| Work to complete |
Please print all of the records shown below, exactly as given.
====
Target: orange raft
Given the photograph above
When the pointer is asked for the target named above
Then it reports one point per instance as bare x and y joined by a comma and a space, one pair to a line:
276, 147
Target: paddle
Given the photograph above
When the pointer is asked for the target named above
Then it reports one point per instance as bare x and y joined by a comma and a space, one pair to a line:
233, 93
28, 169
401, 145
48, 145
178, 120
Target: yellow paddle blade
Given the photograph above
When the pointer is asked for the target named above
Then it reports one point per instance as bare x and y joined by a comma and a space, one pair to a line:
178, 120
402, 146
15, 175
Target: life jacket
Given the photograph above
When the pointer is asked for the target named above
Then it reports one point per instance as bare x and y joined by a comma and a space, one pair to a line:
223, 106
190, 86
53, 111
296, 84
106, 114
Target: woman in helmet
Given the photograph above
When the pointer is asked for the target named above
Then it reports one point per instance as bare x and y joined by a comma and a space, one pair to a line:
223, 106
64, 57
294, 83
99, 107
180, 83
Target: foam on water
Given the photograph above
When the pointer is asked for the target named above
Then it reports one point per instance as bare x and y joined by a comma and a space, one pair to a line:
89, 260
====
| The completed task |
Target: orange raft
Given the photograph above
When the pointer is asked for the target named above
Then it reports one point per instance as bare x and y joined by a comma and a space, one pair to a line:
276, 147
Target: paddle
Given the photograph above
When the pointer is asked for the target named above
Then it reports one point per instance as bare x and y joined by a comma and a space, one pair to a line:
233, 93
28, 169
401, 145
48, 145
178, 120
Target: yellow paddle blade
Given the photograph above
When the pointer is asked for the target named above
Then it reports one point per instance as bare x and y joined by a comma and a space, one pair to a line:
178, 120
402, 146
15, 175
Target: life jacket
Given the photograph above
When the pointer is asked for the target named above
Then it reports one point per instance as bare x and y joined by a comma and a space, one pair to a line:
223, 106
190, 86
53, 111
296, 84
106, 114
Target: woman in helmet
Given the photograph above
When the pointer is asked for the target named above
Then it reports one point per instance as bare x and y joined by a comma and a space, one pair to a line:
223, 106
64, 57
294, 83
99, 107
180, 83
Target: foam on water
Given the photograph above
When the pointer is asked for the target named above
Then it reports one point per instance as bare x and y joined by a comma and a space, one pair to a line:
89, 260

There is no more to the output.